→ **Provided entries**
>> start

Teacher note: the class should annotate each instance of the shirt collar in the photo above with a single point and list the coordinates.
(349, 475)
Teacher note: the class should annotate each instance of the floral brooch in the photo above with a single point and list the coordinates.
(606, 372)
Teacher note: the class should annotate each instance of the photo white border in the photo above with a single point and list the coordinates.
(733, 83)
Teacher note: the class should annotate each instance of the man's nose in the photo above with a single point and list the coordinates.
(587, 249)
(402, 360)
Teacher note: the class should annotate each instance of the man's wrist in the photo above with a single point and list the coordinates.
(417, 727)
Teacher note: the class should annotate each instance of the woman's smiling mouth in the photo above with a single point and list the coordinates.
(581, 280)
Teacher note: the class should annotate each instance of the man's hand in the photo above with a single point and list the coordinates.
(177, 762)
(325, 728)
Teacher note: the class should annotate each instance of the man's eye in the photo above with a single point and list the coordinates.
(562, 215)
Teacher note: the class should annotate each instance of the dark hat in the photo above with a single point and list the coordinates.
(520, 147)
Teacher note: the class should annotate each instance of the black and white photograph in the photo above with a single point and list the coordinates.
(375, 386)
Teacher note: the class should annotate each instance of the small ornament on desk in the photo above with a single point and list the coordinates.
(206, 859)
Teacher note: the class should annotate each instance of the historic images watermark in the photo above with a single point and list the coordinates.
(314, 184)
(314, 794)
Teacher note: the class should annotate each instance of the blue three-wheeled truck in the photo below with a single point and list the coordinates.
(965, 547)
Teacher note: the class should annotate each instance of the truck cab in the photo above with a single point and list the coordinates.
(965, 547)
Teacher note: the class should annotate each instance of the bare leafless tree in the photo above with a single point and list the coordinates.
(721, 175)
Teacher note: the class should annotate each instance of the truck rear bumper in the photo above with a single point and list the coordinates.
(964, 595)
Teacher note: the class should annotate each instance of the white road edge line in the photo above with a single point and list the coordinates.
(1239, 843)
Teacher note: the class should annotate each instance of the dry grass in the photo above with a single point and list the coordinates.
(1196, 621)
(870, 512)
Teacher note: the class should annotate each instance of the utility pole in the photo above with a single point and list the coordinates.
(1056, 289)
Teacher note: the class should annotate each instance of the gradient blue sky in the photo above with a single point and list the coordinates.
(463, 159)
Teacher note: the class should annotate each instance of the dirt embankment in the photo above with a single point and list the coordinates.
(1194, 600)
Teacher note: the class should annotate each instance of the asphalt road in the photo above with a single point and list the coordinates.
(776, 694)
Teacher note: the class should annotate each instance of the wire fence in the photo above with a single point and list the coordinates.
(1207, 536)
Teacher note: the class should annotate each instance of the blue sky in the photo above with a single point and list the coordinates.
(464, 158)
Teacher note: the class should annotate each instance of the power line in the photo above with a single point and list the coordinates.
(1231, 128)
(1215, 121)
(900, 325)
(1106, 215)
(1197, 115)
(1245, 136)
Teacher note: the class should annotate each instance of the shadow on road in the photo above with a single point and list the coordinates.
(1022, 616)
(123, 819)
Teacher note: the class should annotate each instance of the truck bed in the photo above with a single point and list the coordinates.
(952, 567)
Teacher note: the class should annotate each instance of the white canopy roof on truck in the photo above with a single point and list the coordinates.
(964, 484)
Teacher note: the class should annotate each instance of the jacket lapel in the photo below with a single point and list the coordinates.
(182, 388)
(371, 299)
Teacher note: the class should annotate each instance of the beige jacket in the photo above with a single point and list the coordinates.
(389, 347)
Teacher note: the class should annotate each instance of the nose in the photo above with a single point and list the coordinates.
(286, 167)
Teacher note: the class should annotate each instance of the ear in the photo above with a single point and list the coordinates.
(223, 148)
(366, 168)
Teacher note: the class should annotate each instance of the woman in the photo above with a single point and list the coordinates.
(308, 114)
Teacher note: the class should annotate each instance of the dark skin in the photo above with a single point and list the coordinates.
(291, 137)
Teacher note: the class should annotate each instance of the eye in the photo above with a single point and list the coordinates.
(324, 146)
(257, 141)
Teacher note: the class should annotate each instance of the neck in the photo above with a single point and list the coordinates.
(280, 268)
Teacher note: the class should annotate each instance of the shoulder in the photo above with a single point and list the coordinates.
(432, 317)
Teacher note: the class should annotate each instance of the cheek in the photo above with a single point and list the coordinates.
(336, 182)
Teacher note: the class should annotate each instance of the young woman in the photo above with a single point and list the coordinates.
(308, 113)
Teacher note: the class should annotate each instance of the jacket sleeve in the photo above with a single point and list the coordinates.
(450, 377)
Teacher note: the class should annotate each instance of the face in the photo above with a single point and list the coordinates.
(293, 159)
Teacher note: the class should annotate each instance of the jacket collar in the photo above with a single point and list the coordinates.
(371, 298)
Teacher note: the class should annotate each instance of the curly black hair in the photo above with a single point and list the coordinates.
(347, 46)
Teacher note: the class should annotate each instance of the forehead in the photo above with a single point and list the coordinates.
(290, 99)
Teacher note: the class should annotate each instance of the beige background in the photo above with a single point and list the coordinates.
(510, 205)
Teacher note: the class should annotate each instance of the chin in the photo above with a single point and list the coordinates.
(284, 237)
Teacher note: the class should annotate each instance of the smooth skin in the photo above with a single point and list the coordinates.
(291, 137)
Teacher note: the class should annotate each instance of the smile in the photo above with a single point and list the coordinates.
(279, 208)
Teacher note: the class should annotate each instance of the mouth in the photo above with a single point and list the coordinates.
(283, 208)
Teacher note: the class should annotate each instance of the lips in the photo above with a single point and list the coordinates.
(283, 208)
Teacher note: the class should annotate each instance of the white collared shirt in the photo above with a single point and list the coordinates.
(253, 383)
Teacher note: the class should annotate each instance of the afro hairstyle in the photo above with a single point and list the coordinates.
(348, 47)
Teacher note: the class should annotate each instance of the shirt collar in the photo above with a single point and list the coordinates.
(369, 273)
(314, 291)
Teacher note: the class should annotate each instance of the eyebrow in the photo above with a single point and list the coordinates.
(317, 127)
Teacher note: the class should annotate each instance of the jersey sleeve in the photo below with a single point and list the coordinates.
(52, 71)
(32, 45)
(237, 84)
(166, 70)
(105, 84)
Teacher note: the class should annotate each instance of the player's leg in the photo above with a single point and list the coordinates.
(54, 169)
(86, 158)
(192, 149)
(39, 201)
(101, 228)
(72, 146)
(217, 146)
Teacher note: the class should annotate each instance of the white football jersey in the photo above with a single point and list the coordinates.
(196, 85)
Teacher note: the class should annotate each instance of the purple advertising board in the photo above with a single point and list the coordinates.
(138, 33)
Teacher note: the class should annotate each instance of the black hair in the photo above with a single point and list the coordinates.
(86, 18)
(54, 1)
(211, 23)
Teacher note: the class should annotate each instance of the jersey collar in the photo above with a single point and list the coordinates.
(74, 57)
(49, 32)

>> end

→ **What is required**
Please reproduce each line exactly as written.

→ **Exercise response**
Teacher note: the class should annotate each instance of the shirt collar in the photo above with a single point and list the coordinates.
(349, 475)
Teacher note: the class should annotate each instance of the floral brooch in the photo above with a single point and list the coordinates.
(606, 372)
Teacher note: the class should annotate each instance of the photo white border in the photo above with a single point and list the coordinates.
(733, 83)
Teacher note: the class should annotate each instance of the man's nose in the photo above with a single point and list the coordinates.
(587, 249)
(402, 360)
Teacher note: the class should annotate each instance of the man's wrist in the photo above with a single point and list the coordinates.
(417, 727)
Teacher note: the class should annotate each instance of the woman's smiling mouth in the photo above with a single point and list the coordinates.
(581, 280)
Teacher note: the class should annotate each instance of the man's hand in the photo above with a single point and list the coordinates.
(177, 762)
(325, 728)
Teacher note: the class should annotate each instance of the man's eye in the photo above with a single point and list the coordinates.
(562, 215)
Teacher note: the class should annotate each instance of the dark hat in the photo above with a single point and list the coordinates.
(520, 147)
Teacher note: the class should annotate each instance of the black and white photograph in the photo above with a single point and list the coordinates.
(375, 386)
Teacher note: the class should annotate each instance of the small ornament on desk in the photo above with a single point and list the coordinates.
(206, 859)
Teacher note: the class should annotate each instance of the historic images watermark in the photo above with a single point and list the coordinates.
(314, 184)
(314, 794)
Teacher note: the class should annotate each instance of the blue three-wheeled truck in the photo below with a single point and list the coordinates.
(965, 547)
Teacher note: the class should annotate each instance of the truck cab in the photo above with a single point and list the coordinates.
(965, 547)
Teacher note: the class should annotate each instance of the bare leafless tree in the photo above with a single point and list the coordinates.
(721, 175)
Teacher note: the class should annotate each instance of the truck rear bumper in the photo above with a single point and list the coordinates.
(964, 595)
Teacher note: the class should annotate each instance of the white road edge line in the photo above with a single point and list the coordinates.
(1239, 843)
Teacher note: the class should annotate each instance of the dry grass in the photo above with a single point and list the coordinates.
(1196, 621)
(870, 512)
Teacher note: the class should annotate each instance of the utility pole in the photo above with a single point and list the coordinates.
(1056, 289)
Teacher note: the class should annotate each instance of the gradient blue sky in the photo above with a single point and list the coordinates.
(463, 159)
Teacher note: the class should annotate each instance of the dirt embankment in the photo above with a single point and list the coordinates.
(1194, 600)
Teacher note: the class should annotate each instance of the asphalt road in the photo above with a single point and list the coordinates.
(776, 694)
Teacher note: the class should annotate each instance of the wire fence in the photo above with a single point and list the coordinates.
(1207, 536)
Teacher note: the class should annotate each instance of the blue sky in the photo above with a single point and list the coordinates.
(464, 158)
Teacher note: the class should annotate each instance of the power line in the photo above with a single point and list the coordinates.
(1231, 128)
(1215, 121)
(900, 325)
(1106, 215)
(1197, 115)
(1245, 136)
Teacher note: the class should annotate each instance of the shadow on road in the photo above with a single point and list the coordinates.
(1022, 616)
(123, 819)
Teacher note: the class should annotate each instance of the truck bed in the photo above with a single point and list the coordinates.
(952, 567)
Teacher note: the class should annotate each instance of the white canopy roof on truck in the photo above with a single point and list the coordinates.
(964, 484)
Teacher note: the class should annotate each instance of the jacket lapel in the photo below with a single point and list the coordinates.
(182, 388)
(371, 299)
Teacher note: the class should annotate each instance of the beige jacket in the photo above with a single point and list the coordinates.
(389, 347)
Teacher note: the class should annotate each instance of the nose in the photo above with a single point and list the coordinates.
(286, 167)
Teacher note: the class should annotate each instance of the ear in the photo above with a single point and list the coordinates.
(223, 148)
(366, 168)
Teacher note: the class should annotate each instance of the woman in the photo above with a single point and list the coordinates.
(308, 114)
Teacher note: the class should annotate each instance of the dark skin in the photo above with a single point and list the coordinates.
(291, 137)
Teacher note: the class should annotate each instance of the eye in the photo above with a single point and list the coordinates.
(324, 146)
(257, 141)
Teacher note: the class should annotate each instance of the neck in the photo above with a single point and list the coordinates.
(280, 268)
Teacher note: the class should annotate each instance of the shoulder in the photo above with a single point and list the coordinates.
(432, 317)
Teacher note: the class should annotate each instance of the cheek in the photo above with a single point and list the coordinates.
(336, 182)
Teacher note: the class should annotate each instance of the young woman in the photo above with a single point and list the coordinates.
(308, 113)
Teacher note: the class should annotate each instance of the jacket sleeve in the photo above with a single point and list the coordinates.
(450, 377)
Teacher note: the class should annotate each instance of the face in the photo above with a single point and list the coordinates.
(293, 159)
Teacher note: the class should annotate each instance of the jacket collar in the photo above with a single point and list the coordinates.
(371, 298)
Teacher note: the class should annotate each instance of the curly black hair in the photo above with a single point and list the coordinates.
(347, 46)
Teacher note: the class should annotate each instance of the forehead in the photo above with a single point and list the coordinates.
(290, 99)
Teacher note: the class should annotate each instance of the beige background in the photo above with a single point and list the coordinates.
(510, 205)
Teacher note: the class should annotate each instance of the chin in the photo above with a single point and list the coordinates.
(284, 237)
Teacher note: the class should annotate each instance of the smooth skin in the photo above with a single point and list the coordinates.
(291, 137)
Teacher note: the class should annotate each instance of the smile in the photo above with a single point and list the coordinates.
(279, 208)
Teacher note: the class should annotate each instance of the mouth in the photo above with a single point and list the coordinates.
(283, 208)
Teacher note: the class should annotate each instance of the lips in the photo above with a single point and list the coordinates.
(283, 208)
Teacher note: the class should annotate each instance of the white collared shirt in the photo above with a single point and list the coordinates.
(253, 383)
Teacher note: the class should annotate each instance of the afro hairstyle in the photo above with a single point and list the coordinates.
(348, 47)
Teacher note: the class should annotate each instance of the shirt collar in the photo above with a single point and list the coordinates.
(369, 273)
(314, 291)
Teacher note: the class should annotate each instance of the eyebrow in the photo above with a single point and list the coordinates.
(317, 127)
Teacher note: the class should annotate each instance of the jersey sleeve in the photo below with a single point and list the coordinates.
(52, 71)
(32, 45)
(237, 84)
(166, 70)
(105, 84)
Teacher note: the class should annotate each instance of the player's leg in the photo above with a single point and list the coordinates.
(54, 169)
(86, 158)
(192, 149)
(39, 201)
(101, 228)
(72, 146)
(217, 146)
Teacher note: the class should annotate each instance of the white football jersey in the photo above with a single point and list the coordinates.
(196, 85)
Teacher note: the class should annotate each instance of the purple advertising board in the photo above with a single point and list the coordinates.
(138, 33)
Teacher note: the class should annotate each instance of the black hair in the photo above with a single point and list the coordinates.
(86, 18)
(54, 1)
(211, 23)
Teacher note: the class should annotate each instance of the jersey collar in the photo above with a single point and list the coordinates.
(74, 57)
(49, 32)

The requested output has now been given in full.